(Short task) Please reproduce the data below line for line without changing anything, and omit the pictures from your answer.

— BEGIN Records supplied —

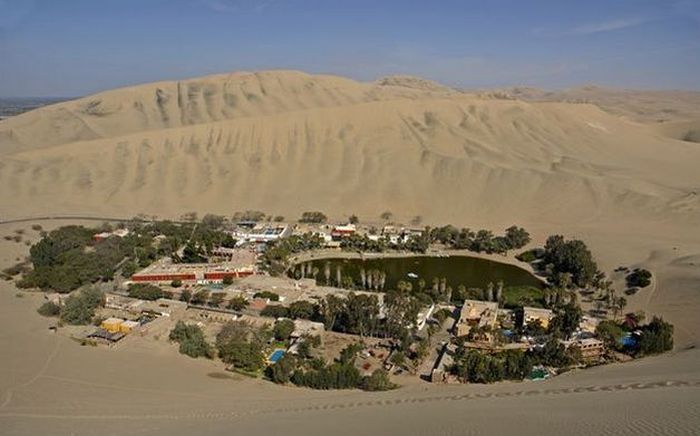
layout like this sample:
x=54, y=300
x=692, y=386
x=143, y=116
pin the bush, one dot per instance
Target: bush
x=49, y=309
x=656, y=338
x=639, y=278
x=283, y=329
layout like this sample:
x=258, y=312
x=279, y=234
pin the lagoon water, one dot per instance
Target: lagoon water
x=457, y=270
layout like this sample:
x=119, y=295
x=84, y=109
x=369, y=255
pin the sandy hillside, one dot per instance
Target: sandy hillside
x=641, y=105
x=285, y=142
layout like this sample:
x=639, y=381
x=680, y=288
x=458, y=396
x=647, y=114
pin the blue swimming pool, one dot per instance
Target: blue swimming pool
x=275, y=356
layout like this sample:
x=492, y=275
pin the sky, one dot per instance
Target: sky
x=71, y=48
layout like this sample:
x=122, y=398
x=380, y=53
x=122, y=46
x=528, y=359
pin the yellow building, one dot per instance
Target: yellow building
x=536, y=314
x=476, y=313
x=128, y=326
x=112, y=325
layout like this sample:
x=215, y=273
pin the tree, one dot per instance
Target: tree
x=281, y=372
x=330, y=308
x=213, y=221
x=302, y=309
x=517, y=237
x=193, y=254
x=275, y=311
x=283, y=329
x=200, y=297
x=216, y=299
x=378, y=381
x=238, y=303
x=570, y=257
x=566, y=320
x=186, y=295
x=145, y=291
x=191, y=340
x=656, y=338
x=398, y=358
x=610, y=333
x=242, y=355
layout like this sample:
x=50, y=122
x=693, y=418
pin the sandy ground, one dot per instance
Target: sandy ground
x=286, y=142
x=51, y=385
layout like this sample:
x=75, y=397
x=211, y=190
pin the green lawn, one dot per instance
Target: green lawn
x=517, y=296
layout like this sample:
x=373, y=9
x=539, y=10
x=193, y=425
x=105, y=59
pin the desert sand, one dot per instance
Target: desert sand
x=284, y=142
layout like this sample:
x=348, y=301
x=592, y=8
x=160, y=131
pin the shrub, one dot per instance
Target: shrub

— END Records supplied —

(Result of this task)
layout like this sample:
x=54, y=300
x=692, y=386
x=143, y=116
pin the bush, one dot per instance
Target: bush
x=49, y=309
x=656, y=338
x=639, y=278
x=283, y=329
layout like this sample:
x=258, y=312
x=279, y=234
pin the lagoon water, one dot per instance
Target: lagoon water
x=457, y=270
layout like this sample:
x=119, y=295
x=84, y=109
x=369, y=255
pin the sandy hillside, one dot per instance
Target: sandy hillside
x=641, y=105
x=285, y=142
layout like this sample:
x=639, y=381
x=680, y=288
x=458, y=396
x=647, y=114
pin the blue swimming pool, one dot per instance
Target: blue swimming pool
x=275, y=356
layout like this sample:
x=492, y=275
pin the sky, one dot per instance
Target: sky
x=71, y=48
layout like this sample:
x=122, y=398
x=380, y=53
x=122, y=46
x=528, y=359
pin the yellow building, one dot per instance
Target: yellow building
x=536, y=314
x=476, y=313
x=128, y=326
x=112, y=325
layout like this sample:
x=215, y=273
pin the tree, one dot per instance
Target: tree
x=281, y=372
x=330, y=308
x=213, y=221
x=302, y=309
x=517, y=237
x=193, y=254
x=275, y=311
x=283, y=329
x=200, y=297
x=216, y=299
x=378, y=381
x=238, y=303
x=570, y=257
x=566, y=320
x=186, y=295
x=145, y=291
x=191, y=340
x=656, y=338
x=398, y=358
x=610, y=333
x=242, y=355
layout like this sample:
x=50, y=122
x=693, y=418
pin the sandy ground, one dot per instance
Target: sandy ground
x=286, y=142
x=51, y=385
layout like this sample:
x=75, y=397
x=211, y=190
pin the green lawn, one dot per instance
Target: green lawn
x=517, y=296
layout like this sample:
x=373, y=9
x=539, y=10
x=193, y=425
x=105, y=59
pin the desert sand, one dot per instance
Target: desert sand
x=284, y=142
layout like this sample:
x=348, y=301
x=592, y=8
x=160, y=131
pin the shrub, one dot per instance
Target: shrub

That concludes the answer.